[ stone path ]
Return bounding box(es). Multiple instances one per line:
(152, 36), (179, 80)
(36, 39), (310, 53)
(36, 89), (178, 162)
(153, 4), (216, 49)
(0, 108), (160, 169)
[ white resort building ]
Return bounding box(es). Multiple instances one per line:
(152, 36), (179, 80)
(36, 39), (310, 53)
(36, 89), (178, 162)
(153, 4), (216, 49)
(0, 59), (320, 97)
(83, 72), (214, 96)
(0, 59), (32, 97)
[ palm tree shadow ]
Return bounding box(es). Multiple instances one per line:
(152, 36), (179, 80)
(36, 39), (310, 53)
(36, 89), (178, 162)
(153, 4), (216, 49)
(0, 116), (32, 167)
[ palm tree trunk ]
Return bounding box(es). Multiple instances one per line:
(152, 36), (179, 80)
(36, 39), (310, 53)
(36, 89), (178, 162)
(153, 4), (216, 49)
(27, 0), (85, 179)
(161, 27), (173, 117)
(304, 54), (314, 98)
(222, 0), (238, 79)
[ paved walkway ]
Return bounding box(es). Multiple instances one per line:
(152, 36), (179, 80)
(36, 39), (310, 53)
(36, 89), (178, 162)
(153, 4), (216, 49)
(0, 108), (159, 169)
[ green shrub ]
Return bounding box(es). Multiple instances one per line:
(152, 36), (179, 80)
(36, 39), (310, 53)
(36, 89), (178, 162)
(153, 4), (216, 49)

※

● **Aim**: Copy everything in the data above from the line containing "[ white resort building ]" down to the line containing "(0, 108), (159, 169)", with both of those lines included.

● **Expected output**:
[ white resort building ]
Return bounding box(es). Multiple instances one per line:
(152, 36), (179, 80)
(36, 39), (310, 53)
(36, 89), (178, 162)
(153, 4), (216, 49)
(0, 59), (320, 97)
(83, 72), (214, 96)
(0, 59), (32, 97)
[ palm tree shadow ]
Return bounding box(es). Multiple instances one per line:
(152, 36), (179, 80)
(36, 39), (310, 53)
(36, 89), (178, 162)
(153, 4), (216, 49)
(0, 116), (32, 167)
[ palm tree trunk ]
Return bounding box(es). Multiple instances one per line:
(152, 36), (179, 80)
(36, 39), (310, 53)
(36, 89), (178, 162)
(153, 4), (216, 49)
(27, 0), (85, 179)
(161, 27), (173, 117)
(304, 54), (314, 98)
(222, 0), (238, 79)
[ paved walkway ]
Return bounding box(es). Multiple instances one per line:
(152, 36), (179, 80)
(36, 39), (310, 53)
(36, 89), (178, 162)
(153, 4), (216, 49)
(0, 108), (159, 169)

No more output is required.